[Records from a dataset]
★ ★ ★ ★

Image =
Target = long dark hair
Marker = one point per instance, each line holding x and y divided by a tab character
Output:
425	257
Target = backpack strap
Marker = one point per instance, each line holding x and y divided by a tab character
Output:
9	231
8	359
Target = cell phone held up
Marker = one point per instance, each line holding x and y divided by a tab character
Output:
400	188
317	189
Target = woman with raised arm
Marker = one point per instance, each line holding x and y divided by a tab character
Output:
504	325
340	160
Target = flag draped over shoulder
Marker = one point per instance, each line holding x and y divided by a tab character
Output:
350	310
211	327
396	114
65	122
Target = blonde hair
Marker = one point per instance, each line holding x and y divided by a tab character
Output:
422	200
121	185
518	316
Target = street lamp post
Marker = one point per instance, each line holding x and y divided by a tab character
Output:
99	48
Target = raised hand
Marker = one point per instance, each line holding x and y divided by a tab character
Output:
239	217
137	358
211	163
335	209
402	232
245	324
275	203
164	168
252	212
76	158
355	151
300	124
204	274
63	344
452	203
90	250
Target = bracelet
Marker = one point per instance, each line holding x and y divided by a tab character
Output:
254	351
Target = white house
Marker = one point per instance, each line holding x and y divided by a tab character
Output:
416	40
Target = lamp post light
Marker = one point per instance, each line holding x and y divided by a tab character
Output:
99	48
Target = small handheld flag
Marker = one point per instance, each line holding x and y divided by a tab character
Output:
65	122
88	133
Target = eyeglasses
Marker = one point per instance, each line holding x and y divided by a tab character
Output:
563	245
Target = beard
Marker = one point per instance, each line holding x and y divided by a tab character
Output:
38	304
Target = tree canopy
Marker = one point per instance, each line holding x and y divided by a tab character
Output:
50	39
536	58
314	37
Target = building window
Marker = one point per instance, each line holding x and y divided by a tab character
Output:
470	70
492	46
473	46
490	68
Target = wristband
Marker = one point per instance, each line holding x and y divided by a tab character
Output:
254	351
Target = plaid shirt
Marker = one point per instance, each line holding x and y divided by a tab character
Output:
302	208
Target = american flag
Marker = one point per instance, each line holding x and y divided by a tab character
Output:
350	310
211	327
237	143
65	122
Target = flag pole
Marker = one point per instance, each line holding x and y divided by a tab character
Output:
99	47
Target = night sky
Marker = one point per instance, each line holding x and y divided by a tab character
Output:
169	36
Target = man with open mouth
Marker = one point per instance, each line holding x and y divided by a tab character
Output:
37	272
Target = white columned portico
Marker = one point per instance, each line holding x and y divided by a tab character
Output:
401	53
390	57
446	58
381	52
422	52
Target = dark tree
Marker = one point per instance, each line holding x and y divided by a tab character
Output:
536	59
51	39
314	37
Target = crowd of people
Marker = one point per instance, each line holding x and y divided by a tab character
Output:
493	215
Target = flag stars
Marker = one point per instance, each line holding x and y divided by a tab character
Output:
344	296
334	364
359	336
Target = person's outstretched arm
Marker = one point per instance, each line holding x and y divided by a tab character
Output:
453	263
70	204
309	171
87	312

★ ★ ★ ★

== PROBLEM ==
The word "lamp" may appear in lines of the entries. State how many lines hold it, as a number alone.

== OUTPUT FOR THIS EXERCISE ==
2